**Exercise aim:**
Write out the lines below exactly, leaving out the pictures.
--- Provided records ---
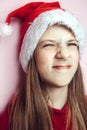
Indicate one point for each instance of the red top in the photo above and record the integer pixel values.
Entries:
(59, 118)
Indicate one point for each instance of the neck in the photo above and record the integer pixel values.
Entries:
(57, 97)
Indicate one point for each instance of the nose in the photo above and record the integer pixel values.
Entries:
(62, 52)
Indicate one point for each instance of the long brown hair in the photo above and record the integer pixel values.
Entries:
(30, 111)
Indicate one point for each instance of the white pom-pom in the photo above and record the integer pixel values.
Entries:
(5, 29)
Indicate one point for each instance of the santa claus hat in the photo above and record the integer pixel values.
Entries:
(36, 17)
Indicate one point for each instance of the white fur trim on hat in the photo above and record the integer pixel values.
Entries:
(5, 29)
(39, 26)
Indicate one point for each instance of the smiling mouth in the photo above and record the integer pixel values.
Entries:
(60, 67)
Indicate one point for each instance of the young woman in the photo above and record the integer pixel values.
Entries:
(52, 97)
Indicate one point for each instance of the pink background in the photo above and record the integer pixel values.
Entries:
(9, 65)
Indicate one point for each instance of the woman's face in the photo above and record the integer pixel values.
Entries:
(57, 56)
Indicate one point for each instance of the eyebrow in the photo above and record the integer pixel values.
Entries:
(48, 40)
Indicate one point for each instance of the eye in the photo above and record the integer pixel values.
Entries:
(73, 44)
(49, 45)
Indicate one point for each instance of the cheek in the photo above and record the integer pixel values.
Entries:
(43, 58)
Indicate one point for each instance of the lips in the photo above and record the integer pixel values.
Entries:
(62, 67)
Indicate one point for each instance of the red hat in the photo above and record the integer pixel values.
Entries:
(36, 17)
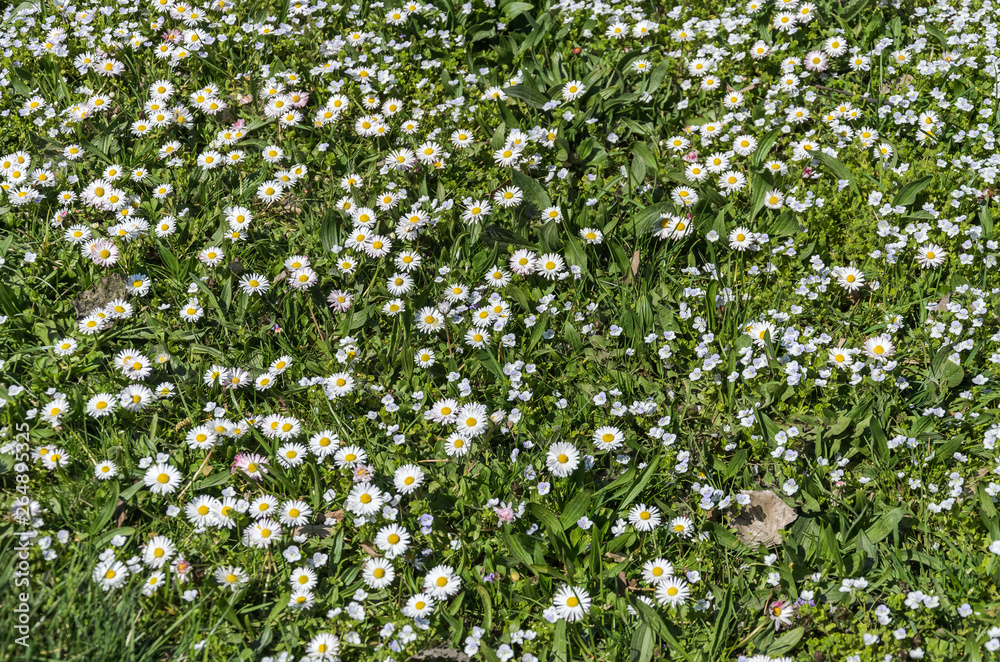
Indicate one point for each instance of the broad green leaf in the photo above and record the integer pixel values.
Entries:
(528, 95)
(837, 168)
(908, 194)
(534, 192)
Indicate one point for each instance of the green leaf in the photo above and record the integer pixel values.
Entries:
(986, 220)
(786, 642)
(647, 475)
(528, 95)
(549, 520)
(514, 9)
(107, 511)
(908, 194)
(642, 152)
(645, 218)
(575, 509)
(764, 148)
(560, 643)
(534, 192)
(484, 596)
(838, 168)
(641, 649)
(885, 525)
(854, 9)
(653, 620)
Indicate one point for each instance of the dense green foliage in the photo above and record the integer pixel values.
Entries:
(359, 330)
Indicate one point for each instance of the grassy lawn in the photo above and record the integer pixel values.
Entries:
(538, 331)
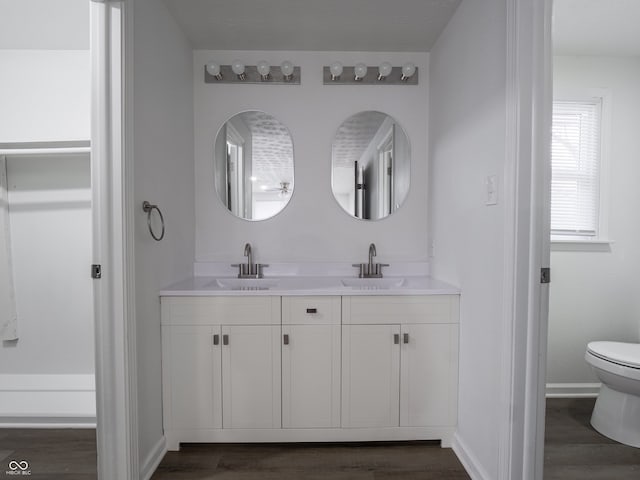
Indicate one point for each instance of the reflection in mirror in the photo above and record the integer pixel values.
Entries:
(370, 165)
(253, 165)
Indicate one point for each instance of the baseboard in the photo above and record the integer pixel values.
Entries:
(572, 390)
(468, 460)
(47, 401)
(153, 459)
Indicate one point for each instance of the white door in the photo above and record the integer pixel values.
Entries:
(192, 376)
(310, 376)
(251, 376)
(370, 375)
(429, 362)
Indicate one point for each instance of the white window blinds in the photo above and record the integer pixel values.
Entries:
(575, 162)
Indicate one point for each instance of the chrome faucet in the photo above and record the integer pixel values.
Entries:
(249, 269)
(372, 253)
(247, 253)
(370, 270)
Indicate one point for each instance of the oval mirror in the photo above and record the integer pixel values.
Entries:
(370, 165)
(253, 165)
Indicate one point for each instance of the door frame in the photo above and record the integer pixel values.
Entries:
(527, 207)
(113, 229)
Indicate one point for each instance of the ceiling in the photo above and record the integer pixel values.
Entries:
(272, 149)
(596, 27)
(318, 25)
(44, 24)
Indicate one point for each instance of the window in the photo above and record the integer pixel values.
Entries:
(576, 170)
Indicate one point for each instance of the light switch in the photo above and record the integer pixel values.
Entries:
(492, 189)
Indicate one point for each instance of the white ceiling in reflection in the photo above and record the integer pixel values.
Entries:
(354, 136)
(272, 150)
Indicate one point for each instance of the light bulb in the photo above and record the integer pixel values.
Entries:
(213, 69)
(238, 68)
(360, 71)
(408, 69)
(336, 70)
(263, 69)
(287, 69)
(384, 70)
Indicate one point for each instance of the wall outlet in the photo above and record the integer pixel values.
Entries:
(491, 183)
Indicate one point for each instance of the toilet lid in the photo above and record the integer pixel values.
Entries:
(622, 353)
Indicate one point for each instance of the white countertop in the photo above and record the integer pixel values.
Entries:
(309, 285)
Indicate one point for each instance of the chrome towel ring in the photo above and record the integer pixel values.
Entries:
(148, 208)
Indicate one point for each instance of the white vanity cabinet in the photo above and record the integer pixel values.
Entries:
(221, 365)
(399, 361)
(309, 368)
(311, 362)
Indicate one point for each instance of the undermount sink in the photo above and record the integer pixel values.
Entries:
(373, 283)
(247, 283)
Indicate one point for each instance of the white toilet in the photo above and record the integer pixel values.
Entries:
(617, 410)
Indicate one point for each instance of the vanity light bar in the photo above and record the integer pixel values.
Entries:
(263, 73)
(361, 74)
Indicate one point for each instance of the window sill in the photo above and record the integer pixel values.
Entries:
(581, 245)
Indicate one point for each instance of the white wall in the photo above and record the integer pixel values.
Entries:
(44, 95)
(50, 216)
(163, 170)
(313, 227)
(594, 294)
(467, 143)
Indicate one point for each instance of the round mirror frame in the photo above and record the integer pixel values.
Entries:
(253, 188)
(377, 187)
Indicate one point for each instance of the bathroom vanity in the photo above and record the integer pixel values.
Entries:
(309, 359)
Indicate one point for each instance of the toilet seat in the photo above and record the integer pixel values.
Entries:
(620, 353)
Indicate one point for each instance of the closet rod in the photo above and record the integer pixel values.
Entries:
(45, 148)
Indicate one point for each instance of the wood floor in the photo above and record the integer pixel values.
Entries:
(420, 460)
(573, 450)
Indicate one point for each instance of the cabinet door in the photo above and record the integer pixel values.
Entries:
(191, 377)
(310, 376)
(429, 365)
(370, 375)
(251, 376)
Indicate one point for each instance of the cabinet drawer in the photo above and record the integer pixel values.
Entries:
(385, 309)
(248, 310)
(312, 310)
---
**Final result:**
Indicate one point for each instance of the red top in the photo above and record the integer pixel values.
Entries:
(59, 118)
Indicate one point for each instance of the neck in the photo above and record the integer pixel values.
Entries:
(57, 97)
Indicate one point for each instance of the nose in the photo above and record the integer pixel values.
Entries:
(62, 52)
Indicate one point for each instance of the long brown hair in the photo above and record the integer pixel values.
Entries:
(30, 111)
Indicate one point for each instance of the white pom-pom in the photo above and record the integer pixel values.
Entries:
(5, 29)
Indicate one point for each instance of the santa claus hat in the photo above and record the integer pixel values.
Entries:
(36, 17)
Indicate one point for each instance of the white fur trim on hat in the photo above and record the integer pixel values.
Entries:
(5, 29)
(39, 26)
Indicate one point for each instance of the smiling mouth in the photo above and record the integer pixel values.
Entries:
(60, 67)
Indicate one point for each instance of the young woman in the photo above and record the integer pixel values.
Entries:
(52, 97)
Indicate one point for each instance of the pink background in the photo above and record the integer pixel values.
Entries:
(9, 65)
Indicate one point for each instance of the woman's face in the photo above and record the integer pixel values.
Entries:
(57, 56)
Indicate one point for each instance of the eyebrow in the photo above and record the integer pixel values.
Entries:
(48, 40)
Indicate one point for each instance of the eye in the photo above and record the integer pixel values.
Entries:
(73, 44)
(49, 45)
Indicate one point for each instance of the cheek in the photo above and record the integer pixel values.
Entries:
(43, 58)
Indicate one point for each instance of the lips in the photo above and record the integer pixel values.
Entries:
(62, 67)
Indicate one point for each instance of the red hat in the photo above and record the integer pixel values.
Entries:
(36, 17)
Indicate one point for each instance of the broad green leaf in the photo above and record the integer pixel values.
Entries:
(528, 95)
(837, 168)
(908, 194)
(534, 192)
Indicate one point for each instance of the green leaf in the photo above and record the integer pixel values.
Entries:
(986, 220)
(786, 642)
(647, 475)
(528, 95)
(549, 520)
(514, 9)
(107, 511)
(908, 194)
(642, 152)
(645, 218)
(575, 509)
(764, 148)
(560, 643)
(534, 192)
(484, 596)
(838, 168)
(641, 649)
(885, 525)
(854, 9)
(653, 620)
Indicate one point for each instance of the dense green foliage in the photo above and record the integer pixel values.
Entries:
(359, 330)
Indicate one point for each instance of the grassy lawn in the photo above and record the integer pixel values.
Entries:
(538, 331)
Indicate one point for each instance of the reflection in mirror in the photo above and record the integer pixel values.
Entries:
(370, 165)
(253, 165)
Indicate one point for each instance of the baseboard in the photo above and record the integer pixel values.
Entries:
(572, 390)
(468, 460)
(47, 401)
(153, 459)
Indicate one point for each instance of the white door in the photo above and record the integer pixel values.
Entries:
(192, 376)
(310, 376)
(251, 376)
(370, 375)
(429, 362)
Indicate one point for each instance of the white window blinds in the photo above and record the integer pixel values.
Entries:
(575, 162)
Indicate one point for each instance of the chrome faucet in the photo above and record the integer pixel values.
Entries:
(249, 269)
(372, 253)
(247, 253)
(370, 270)
Indicate one point for each instance of the oval mirror in the photo above and record the integer pixel values.
Entries:
(370, 165)
(253, 165)
Indicate one point for each instance of the door frame in the photo above and record the integer pixel values.
Entries:
(527, 207)
(113, 229)
Indicate one point for each instance of the ceiling in the photo above and record the integer pixel values.
Entries:
(272, 149)
(596, 27)
(318, 25)
(44, 24)
Indicate one point for each instance of the window in the photo above and record the integer pixel values.
Entries:
(576, 170)
Indicate one point for each instance of the light switch in the photo above and record the integer pixel values.
Entries:
(492, 189)
Indicate one point for each instance of the white ceiling in reflection in the photo above and record the integer pixel values.
Entries:
(354, 136)
(272, 150)
Indicate one point for each instance of the light bulb in the photo above and record the integer pixel values.
Entries:
(213, 69)
(238, 68)
(360, 71)
(408, 69)
(336, 70)
(263, 69)
(287, 69)
(384, 70)
Indicate one point for each instance of the wall outlet in the photo above and record the integer pixel values.
Entries:
(491, 183)
Indicate one point for each instance of the toilet lid in the photo above and record the integer pixel values.
Entries:
(622, 353)
Indicate one point for each instance of the white countertop in the photo above and record the integer pixel values.
Entries:
(309, 285)
Indicate one point for each instance of the chrome towel ring in the photo above and record the integer pixel values.
Entries:
(148, 208)
Indicate one point for each instance of the white vanity cabinet in the photo above and record the integer pixel values.
Entries:
(221, 365)
(399, 361)
(309, 368)
(311, 362)
Indicate one point for each instance of the undermount sink in the photo above and record the integer pixel values.
Entries:
(373, 283)
(247, 283)
Indicate one point for each instance of the white toilet in the photo above and record the integer pixel values.
Entries:
(617, 410)
Indicate one point for each instance of the vanity light bar in the photo above and record the integer pixel values.
Entries:
(263, 73)
(361, 74)
Indicate one point for each instance of the window sill in the photo above and record the integer pixel values.
Entries:
(581, 245)
Indicate one point for each instance of the white wall in the photo above and record the integer pixel values.
Entries:
(44, 95)
(50, 216)
(163, 170)
(313, 227)
(594, 294)
(467, 143)
Indicate one point for each instance of the round mirror frame in the photo above and record the integer pixel values.
Entries:
(253, 188)
(377, 187)
Indicate one point for each instance of the bathroom vanity in the photo above and record the integer pixel values.
Entries:
(309, 359)
Indicate one point for each instance of the toilet seat in the photo above and record the integer pixel values.
Entries:
(620, 353)
Indicate one point for each instance of the closet rod in the photo above and record the integer pixel values.
Entries:
(45, 148)
Indicate one point for each instance of the wood floor in the photo above and record the integer pixel values.
Entries:
(420, 460)
(573, 450)
Indicate one point for each instance of the cabinet door in the photo above and record the integer pixel values.
Entries:
(191, 377)
(310, 376)
(429, 365)
(370, 375)
(251, 376)
Indicate one point for each instance of the cabinet drawer in the photo above and record the integer pixel values.
Entries:
(385, 309)
(248, 310)
(312, 310)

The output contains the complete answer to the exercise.